=== Input for this task ===

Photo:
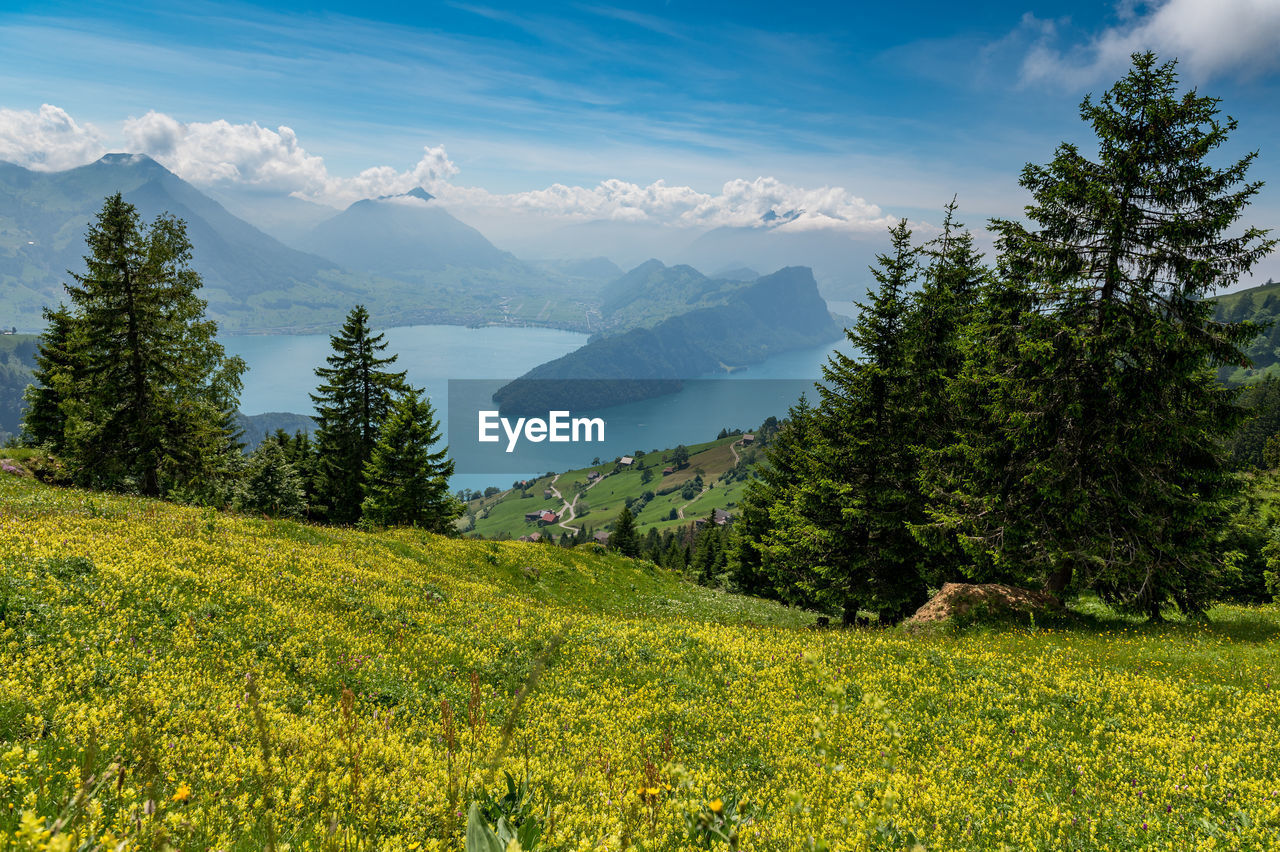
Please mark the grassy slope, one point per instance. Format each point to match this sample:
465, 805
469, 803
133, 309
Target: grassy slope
506, 511
1109, 736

===

• **What needs to be done**
Return the material above line for line and unchanged, leaving out the pictures.

• **The output**
Photo:
Please mark the grassy slope, one point per instance. Format each point to match this sample:
465, 805
469, 803
133, 309
Target: grassy slope
506, 511
1109, 736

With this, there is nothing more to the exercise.